Print the lines below exactly, beginning with the one that contains "instance of driver's" and stopping after the last line.
* * * * *
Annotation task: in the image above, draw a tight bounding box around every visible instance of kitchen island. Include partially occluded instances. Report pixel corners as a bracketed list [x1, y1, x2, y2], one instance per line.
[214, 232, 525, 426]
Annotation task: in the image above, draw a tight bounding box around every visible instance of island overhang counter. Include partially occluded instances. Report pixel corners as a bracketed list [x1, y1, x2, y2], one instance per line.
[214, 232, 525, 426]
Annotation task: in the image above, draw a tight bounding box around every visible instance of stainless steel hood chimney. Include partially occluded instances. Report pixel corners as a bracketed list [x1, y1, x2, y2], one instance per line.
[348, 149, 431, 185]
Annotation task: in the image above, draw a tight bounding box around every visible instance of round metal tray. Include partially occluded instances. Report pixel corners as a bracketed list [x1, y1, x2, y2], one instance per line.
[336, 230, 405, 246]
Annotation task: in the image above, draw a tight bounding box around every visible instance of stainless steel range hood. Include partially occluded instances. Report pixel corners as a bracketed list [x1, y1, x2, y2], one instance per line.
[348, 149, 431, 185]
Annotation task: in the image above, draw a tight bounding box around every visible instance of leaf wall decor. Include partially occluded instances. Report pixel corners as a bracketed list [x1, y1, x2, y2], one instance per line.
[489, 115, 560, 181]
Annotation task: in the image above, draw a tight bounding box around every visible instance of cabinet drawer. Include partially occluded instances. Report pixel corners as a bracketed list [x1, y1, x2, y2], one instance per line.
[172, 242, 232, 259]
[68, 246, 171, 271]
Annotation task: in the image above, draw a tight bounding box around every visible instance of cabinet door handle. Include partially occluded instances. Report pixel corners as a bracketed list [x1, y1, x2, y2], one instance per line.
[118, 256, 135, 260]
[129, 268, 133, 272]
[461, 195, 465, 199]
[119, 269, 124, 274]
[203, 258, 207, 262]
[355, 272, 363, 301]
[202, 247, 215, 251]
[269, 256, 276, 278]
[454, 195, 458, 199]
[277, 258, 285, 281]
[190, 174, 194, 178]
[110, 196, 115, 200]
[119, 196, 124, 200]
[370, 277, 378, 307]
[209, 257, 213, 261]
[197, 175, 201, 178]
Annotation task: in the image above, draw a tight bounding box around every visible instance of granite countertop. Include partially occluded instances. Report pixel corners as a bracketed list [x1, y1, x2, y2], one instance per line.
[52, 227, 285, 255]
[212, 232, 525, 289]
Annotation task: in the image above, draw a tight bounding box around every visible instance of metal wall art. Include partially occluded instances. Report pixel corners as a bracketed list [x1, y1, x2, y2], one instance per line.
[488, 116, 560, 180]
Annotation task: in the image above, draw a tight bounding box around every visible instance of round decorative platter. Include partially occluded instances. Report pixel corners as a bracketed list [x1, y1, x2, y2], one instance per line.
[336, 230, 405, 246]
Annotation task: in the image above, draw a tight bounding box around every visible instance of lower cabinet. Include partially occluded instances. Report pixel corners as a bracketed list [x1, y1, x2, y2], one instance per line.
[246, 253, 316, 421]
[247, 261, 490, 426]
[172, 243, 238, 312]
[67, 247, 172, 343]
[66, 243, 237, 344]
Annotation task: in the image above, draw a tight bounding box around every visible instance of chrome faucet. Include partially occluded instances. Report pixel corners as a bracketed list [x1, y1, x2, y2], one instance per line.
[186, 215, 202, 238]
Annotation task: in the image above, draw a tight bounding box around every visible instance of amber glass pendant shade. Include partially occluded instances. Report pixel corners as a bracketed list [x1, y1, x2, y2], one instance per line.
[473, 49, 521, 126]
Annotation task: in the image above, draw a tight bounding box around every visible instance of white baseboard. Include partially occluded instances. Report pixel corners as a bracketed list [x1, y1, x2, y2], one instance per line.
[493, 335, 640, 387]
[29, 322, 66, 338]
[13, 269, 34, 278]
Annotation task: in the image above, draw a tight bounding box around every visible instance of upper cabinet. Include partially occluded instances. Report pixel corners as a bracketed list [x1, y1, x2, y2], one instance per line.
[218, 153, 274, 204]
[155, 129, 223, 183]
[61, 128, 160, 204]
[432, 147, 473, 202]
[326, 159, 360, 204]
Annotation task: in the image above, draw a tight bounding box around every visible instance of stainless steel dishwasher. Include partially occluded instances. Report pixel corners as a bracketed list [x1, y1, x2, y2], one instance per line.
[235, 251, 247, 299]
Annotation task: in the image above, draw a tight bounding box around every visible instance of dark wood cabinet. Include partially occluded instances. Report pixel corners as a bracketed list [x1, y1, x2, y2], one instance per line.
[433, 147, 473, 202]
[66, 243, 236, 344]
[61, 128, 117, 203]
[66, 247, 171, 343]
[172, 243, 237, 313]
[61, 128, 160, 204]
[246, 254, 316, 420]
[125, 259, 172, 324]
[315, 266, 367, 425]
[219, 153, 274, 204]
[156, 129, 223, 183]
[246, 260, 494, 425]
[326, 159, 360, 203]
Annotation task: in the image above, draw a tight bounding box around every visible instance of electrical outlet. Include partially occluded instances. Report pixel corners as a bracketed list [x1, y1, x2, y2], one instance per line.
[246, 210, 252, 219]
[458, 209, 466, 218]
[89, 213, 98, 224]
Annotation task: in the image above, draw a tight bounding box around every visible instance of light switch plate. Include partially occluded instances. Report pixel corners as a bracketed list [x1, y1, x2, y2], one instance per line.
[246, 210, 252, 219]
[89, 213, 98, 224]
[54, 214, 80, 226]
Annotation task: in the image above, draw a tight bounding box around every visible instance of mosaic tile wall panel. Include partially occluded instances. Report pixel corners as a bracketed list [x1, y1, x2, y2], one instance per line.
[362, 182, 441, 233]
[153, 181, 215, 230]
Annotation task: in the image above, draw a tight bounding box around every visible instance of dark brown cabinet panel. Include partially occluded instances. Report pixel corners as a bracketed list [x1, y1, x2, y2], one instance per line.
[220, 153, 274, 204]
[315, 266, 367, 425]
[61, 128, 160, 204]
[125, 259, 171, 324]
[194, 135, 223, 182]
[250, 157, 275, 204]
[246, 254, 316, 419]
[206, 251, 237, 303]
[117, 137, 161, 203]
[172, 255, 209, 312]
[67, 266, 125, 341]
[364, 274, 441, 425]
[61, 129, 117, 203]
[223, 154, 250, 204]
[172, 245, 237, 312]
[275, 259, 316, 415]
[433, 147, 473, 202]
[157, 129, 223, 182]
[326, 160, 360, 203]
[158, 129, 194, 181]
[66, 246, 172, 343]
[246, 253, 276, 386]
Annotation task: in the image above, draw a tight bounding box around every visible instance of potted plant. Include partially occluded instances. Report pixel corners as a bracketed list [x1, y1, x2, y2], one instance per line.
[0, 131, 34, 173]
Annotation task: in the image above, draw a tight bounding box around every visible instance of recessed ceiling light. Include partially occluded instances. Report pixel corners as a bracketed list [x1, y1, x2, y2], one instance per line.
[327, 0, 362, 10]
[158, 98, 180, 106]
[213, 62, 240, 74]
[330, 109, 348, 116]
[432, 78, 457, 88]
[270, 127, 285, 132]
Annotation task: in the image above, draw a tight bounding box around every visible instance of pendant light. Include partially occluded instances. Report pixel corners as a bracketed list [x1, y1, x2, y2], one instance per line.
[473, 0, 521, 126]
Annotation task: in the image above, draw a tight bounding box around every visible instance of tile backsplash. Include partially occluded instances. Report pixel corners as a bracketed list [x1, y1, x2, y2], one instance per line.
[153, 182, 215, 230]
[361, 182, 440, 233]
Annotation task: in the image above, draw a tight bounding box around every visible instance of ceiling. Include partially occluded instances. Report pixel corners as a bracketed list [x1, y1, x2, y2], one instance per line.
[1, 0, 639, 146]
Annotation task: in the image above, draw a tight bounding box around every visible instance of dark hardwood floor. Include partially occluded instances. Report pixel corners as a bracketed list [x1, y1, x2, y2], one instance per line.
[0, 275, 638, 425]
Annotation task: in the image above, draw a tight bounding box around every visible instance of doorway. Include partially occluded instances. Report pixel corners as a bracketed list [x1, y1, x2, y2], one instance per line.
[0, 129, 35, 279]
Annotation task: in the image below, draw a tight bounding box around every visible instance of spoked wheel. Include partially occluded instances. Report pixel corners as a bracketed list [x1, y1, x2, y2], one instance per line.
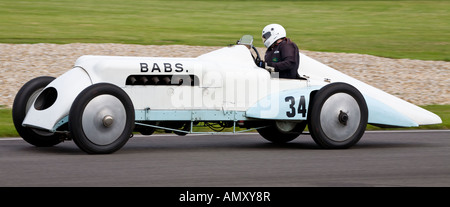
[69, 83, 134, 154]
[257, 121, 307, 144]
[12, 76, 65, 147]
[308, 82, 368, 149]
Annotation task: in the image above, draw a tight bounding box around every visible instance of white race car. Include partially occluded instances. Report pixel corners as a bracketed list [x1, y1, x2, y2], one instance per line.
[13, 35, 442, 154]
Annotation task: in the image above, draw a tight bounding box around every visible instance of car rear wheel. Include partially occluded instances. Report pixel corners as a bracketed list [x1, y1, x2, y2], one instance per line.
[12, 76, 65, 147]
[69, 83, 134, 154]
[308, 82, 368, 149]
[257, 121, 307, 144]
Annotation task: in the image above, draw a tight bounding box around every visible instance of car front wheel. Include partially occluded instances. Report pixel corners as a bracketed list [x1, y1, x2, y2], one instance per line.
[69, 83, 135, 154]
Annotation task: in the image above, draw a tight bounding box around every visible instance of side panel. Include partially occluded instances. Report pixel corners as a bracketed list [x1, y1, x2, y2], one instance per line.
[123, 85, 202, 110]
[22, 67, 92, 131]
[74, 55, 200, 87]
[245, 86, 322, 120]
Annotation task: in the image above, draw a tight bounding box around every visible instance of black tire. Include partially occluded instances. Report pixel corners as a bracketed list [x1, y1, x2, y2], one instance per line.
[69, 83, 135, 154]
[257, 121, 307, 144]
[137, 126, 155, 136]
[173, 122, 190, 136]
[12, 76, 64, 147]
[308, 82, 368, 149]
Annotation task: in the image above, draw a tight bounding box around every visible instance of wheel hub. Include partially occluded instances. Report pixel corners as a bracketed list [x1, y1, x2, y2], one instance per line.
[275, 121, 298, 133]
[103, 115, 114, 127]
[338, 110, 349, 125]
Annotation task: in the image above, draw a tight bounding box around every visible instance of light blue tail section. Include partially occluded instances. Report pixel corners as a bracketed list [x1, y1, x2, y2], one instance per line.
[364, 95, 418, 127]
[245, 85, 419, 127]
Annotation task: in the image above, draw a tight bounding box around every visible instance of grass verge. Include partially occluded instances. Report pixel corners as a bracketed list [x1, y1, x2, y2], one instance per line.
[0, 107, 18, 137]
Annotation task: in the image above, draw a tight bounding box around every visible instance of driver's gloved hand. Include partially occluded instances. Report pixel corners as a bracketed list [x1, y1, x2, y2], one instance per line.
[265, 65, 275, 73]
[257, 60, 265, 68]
* * * * *
SOLVED EXERCISE →
Annotation task: in the image above, draw a tight bounding box around every visible instance of driver's gloved hand. Include partially occluded instances. Report pixel corners as a bracketed list [x1, y1, x2, y2], one instance per line.
[265, 65, 275, 73]
[257, 60, 265, 68]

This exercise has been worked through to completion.